▸ Work instruction 1: In the excerpt on EPA programs, rewrite the paragraph beginning "The Land Disposal Restrictions Program sets treatment requirements" as a bulleted list that keeps its main facts.
▸ Work instruction 2:
Answer these questions from the excerpt on EPA programs:
(a) In what year was the Construction Grants Program phased out?
(b) In what year did EPA publish standards for "sanitary" landfills?
(c) At how many priority facilities do EPA and the states aim to complete final remedies by 2020?
▸ Work instruction 3:
For each statement, decide whether it agrees with the excerpt on EPA programs. Answer yes or no, and quote the words from the excerpt that decide it.
(a) The Drinking Water State Revolving Fund provides financial assistance to local drinking water utilities.
(b) Ocean dumping of waste remained allowed after the standards for TSDFs were issued.
(c) From 1984 to 2004, hazardous waste disposed of by underground injection decreased by 94%.

▸ Page excerpt:
+===+
Infrastructure financing
 The Clean Water State Revolving Fund provides grants to states which, along with matching state funds, are loaned to municipalities for wastewater and "green" infrastructure at below-market interest rates. These loans are expected to be paid back, creating revolving loan funds. Cumulative assistance from the revolving fund has surpassed US$153.6 billion . The revolving fund replaced the Construction Grants Program, which was phased out in 1990.
 The Drinking Water State Revolving Fund provides financial assistance to local drinking water utilities.

Land, waste and cleanup
 Regulation of solid waste (non-hazardous) and hazardous waste under RCRA. To implement the 1976 law, EPA published standards in 1979 for "sanitary" landfills that receive municipal solid waste. The agency published national hazardous waste regulations and established a nationwide permit and tracking system for managing hazardous waste. The system is largely managed by state agencies under EPA authorization. Standards were issued for waste treatment, storage and disposal facilities (TSDFs), and ocean dumping of waste was prohibited. In 1984 Congress passed the Hazardous and Solid Waste Amendments (HSWA) which expanded several aspects of the RCRA program:
 The Land Disposal Restrictions Program sets treatment requirements for hazardous waste before it may be disposed on land. EPA began issuing treatment methods and levels of requirements in 1986 and these are continually adapted to new hazardous wastes and treatment technologies. The stringent requirements it sets and its emphasis on waste minimization practices encourage businesses to plan to minimize waste generation and prioritize reuse and recycling. From the start of the program in 1984 to 2004, the volume of hazardous waste disposed in landfills had decreased 94% and the volume of hazardous waste disposed of by underground injection had decreased 70%.
 The RCRA Corrective Action Program requires TSDFs to investigate and clean up hazardous releases at their own expense. In the 1980s, EPA estimated that the number of sites needing cleanup was three times more than the number of sites on the national Superfund list. The program is largely implemented through permits and orders. , the program has led to the cleanup of 18 million acres of land, of which facilities were primarily responsible for cleanup costs. The goal of EPA and states is to complete final remedies by 2020 at 3,779 priority facilities out of 6,000 that need to be cleaned up, according to EPA.
+===+
▸ Dataset content:

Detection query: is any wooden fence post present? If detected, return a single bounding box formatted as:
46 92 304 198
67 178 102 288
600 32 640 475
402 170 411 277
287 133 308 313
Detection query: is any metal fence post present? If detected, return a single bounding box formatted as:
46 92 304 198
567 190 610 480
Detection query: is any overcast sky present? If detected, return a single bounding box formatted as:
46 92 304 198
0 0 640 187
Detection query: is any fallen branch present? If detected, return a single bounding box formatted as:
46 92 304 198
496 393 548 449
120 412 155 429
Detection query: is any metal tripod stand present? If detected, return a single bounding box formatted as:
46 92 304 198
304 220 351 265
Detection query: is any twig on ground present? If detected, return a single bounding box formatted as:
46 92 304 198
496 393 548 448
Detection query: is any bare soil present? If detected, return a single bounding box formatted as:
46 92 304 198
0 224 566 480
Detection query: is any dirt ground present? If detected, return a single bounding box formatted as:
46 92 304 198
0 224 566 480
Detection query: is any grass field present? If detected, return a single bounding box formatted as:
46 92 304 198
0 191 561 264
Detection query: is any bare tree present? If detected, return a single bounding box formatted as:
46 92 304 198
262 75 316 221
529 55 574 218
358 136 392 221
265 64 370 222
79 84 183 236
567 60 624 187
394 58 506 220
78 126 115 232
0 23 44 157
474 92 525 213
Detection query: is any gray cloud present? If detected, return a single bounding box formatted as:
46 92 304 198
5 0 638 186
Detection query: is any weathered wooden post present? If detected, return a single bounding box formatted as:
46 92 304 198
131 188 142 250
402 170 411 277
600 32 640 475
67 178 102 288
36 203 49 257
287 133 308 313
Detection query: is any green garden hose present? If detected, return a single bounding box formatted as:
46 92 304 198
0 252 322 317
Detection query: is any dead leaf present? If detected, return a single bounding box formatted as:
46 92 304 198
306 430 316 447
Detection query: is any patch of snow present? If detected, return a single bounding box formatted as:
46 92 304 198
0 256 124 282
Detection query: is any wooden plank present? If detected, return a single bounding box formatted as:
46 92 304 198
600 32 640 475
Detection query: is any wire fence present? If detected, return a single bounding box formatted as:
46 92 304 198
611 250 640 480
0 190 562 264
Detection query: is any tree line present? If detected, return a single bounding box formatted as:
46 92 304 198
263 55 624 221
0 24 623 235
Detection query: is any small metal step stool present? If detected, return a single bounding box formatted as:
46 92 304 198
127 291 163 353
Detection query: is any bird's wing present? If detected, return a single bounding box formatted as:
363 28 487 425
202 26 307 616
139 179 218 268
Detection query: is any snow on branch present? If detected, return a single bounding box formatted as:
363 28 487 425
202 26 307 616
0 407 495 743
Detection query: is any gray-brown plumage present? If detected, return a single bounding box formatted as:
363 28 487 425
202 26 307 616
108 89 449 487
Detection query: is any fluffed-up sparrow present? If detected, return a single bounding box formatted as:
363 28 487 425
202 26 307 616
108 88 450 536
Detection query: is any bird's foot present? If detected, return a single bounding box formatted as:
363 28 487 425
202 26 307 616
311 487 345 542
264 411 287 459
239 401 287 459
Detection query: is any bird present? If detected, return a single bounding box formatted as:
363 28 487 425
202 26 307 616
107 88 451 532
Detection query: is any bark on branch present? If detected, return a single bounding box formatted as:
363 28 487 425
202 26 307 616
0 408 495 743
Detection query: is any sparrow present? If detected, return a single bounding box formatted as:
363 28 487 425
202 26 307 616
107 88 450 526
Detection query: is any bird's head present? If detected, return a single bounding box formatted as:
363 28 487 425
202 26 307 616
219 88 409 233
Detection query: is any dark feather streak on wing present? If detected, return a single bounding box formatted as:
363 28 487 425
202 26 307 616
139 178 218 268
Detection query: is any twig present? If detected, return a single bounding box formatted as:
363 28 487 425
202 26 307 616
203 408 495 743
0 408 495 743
+===+
▸ Expected answer 1:
- The program sets treatment requirements for hazardous waste before it may be disposed of on land.
- EPA began issuing treatment methods and requirement levels in 1986 and continually adapts them to new hazardous wastes and treatment technologies.
- Its stringent requirements and emphasis on waste minimization encourage businesses to plan to minimize waste generation and to prioritize reuse and recycling.
- From 1984 to 2004, the volume of hazardous waste disposed of in landfills fell 94%, and the volume disposed of by underground injection fell 70%.

▸ Expected answer 2:
(a) 1990
(b) 1979
(c) 3,779

▸ Expected answer 3:
(a) Yes: "The Drinking Water State Revolving Fund provides financial assistance to local drinking water utilities."
(b) No: "ocean dumping of waste was prohibited"
(c) No: "the volume of hazardous waste disposed of by underground injection had decreased 70%"